--- BEGIN Source text ---

Note that we need one execution of partprobe to force the kernel to read the partition table on the logical device which will create the device node for the partition. We also sync the filesystem to make sure that the write goes through to the block device level.

Next, we will create a snapshot. This done using the lvcreate command as follows.

sudo lvcreate \
  --snapshot \
  --name snap01 \
  --size 128M \
  --permission r \
  test_vg/lv01

There are two things that should be noted here. First, we explicitly specify a size of the snapshot which is much smaller than the original volume. At a later point in time, when a lot of data has been written, we might have to extend the volume manually, or we can make use of LVMs auto-extension feature for snapshots (see the comments for the parameter snapshot_autoextend_threshold in /etc/lvm/lvm.conf and the man page of dmeventd which needs to be running to make this work for details). Second, we ask LVM to create a read-only snapshot – LVM can also create read-write snapshots, which in fact is the default, but we will not need this here.

--- END Source text ---
--- BEGIN Dataset content ---

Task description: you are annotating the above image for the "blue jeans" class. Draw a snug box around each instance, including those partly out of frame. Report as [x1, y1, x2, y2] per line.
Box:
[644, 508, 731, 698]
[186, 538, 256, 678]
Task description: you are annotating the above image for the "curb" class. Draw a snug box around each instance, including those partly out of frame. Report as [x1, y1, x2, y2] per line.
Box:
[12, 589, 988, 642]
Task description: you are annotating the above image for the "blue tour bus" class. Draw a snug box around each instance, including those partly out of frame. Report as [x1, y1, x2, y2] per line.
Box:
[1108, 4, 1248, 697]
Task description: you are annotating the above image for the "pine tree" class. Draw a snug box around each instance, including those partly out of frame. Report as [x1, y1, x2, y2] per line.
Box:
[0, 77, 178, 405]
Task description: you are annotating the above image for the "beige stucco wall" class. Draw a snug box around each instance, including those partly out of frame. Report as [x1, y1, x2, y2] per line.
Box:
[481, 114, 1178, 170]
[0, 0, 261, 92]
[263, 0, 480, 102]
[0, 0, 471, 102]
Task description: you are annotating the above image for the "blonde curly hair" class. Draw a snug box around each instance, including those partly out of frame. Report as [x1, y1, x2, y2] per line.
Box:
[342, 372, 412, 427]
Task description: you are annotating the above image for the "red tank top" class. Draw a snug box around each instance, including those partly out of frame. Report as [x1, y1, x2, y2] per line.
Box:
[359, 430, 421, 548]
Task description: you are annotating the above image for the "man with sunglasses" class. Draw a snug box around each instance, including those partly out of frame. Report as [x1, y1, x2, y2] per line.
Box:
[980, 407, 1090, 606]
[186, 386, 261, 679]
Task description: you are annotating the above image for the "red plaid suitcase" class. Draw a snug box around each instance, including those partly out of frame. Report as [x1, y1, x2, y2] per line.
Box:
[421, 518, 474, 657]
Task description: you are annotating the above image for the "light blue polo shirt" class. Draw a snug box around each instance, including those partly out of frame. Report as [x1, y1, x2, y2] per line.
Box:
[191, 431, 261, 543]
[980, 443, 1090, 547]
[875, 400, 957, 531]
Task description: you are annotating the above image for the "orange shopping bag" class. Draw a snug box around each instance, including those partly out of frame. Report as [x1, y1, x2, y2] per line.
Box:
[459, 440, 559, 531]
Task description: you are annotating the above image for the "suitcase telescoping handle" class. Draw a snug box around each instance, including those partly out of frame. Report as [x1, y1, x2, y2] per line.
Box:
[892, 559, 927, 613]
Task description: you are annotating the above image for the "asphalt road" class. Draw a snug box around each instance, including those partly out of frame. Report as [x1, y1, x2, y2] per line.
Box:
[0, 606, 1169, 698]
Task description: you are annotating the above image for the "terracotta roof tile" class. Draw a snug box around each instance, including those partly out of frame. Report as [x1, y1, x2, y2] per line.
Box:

--- END Dataset content ---

Answer these questions from the LVM snapshot text, each answer on its own line.
(a) According to the text, what does running partprobe force the kernel to do?
(b) What size does the lvcreate command assign to the snapshot?
(c) Which kind of snapshot does LVM create by default?

(a) It forces the kernel to read the partition table on the logical device, which creates the device node for the partition.
(b) 128M.
(c) A read-write snapshot.